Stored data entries
============================================================

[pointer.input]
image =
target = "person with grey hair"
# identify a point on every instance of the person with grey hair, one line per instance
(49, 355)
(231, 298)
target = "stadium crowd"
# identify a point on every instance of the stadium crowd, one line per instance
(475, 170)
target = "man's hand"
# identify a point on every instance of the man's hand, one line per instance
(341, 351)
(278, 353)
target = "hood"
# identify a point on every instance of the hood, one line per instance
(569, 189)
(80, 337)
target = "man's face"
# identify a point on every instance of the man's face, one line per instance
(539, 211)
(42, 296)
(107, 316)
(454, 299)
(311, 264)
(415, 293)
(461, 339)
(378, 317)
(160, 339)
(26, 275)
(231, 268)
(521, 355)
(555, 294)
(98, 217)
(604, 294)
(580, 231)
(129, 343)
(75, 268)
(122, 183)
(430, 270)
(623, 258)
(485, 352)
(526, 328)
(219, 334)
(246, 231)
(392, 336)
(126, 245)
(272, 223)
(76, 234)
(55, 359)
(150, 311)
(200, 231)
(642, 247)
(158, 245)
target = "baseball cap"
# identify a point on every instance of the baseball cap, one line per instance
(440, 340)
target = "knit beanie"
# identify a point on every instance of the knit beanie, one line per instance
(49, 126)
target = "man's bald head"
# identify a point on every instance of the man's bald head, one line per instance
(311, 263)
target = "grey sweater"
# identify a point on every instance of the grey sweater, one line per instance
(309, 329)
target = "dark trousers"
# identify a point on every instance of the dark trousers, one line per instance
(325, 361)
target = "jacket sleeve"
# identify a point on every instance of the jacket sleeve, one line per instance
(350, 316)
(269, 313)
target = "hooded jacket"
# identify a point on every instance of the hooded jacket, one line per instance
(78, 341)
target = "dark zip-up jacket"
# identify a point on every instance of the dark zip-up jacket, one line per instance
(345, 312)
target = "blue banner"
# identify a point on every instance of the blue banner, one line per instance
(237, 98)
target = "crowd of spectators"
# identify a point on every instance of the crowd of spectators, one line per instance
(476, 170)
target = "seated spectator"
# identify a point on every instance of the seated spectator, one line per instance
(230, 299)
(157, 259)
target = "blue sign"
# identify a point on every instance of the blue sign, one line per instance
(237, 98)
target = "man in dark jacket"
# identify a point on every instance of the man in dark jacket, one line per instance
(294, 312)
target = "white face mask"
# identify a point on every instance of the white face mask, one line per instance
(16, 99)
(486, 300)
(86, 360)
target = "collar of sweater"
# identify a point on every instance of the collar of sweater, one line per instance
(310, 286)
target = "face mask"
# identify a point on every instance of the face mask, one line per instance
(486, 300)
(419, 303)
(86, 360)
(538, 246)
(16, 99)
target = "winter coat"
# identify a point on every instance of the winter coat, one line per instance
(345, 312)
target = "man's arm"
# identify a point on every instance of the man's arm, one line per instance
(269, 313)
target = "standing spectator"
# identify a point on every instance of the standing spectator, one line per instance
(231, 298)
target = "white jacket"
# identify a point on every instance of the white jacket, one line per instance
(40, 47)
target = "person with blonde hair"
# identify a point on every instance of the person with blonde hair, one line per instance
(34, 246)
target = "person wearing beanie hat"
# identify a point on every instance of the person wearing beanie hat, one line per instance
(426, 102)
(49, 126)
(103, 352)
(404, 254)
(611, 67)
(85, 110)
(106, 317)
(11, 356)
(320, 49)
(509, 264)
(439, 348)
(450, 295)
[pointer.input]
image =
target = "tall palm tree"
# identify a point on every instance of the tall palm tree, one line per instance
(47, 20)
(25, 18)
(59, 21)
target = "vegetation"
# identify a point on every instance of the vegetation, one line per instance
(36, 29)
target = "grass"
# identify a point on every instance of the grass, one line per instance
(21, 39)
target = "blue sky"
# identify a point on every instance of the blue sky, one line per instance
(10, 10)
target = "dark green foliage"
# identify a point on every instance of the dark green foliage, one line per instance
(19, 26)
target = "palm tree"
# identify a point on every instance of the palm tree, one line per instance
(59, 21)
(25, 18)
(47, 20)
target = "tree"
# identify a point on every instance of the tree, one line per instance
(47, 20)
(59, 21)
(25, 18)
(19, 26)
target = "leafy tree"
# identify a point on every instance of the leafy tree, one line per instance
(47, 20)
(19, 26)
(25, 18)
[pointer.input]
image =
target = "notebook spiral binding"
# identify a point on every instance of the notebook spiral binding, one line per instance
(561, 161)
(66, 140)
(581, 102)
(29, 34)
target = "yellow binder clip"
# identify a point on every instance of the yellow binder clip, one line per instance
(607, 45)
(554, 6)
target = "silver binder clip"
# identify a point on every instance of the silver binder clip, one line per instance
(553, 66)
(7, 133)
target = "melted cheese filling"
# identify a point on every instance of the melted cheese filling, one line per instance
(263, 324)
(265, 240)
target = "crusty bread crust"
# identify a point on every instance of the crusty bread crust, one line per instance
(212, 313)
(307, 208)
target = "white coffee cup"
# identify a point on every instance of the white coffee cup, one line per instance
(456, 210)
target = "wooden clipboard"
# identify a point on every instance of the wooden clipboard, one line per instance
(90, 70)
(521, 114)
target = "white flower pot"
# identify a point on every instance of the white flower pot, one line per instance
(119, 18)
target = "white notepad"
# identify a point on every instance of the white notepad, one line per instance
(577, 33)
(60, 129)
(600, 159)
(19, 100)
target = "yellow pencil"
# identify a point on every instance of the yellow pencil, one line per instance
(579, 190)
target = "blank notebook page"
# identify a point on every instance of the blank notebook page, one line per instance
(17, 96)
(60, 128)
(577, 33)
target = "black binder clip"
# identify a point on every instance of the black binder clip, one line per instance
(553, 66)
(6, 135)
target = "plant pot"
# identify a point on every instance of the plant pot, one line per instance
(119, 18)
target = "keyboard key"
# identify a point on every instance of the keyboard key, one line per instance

============================================================

What you need to do =>
Only the lines of the data holding the string "keyboard" are wanted; copy each of them.

Task output =>
target = "keyboard key"
# identify a point on every instance of the keyboard key, one line per instance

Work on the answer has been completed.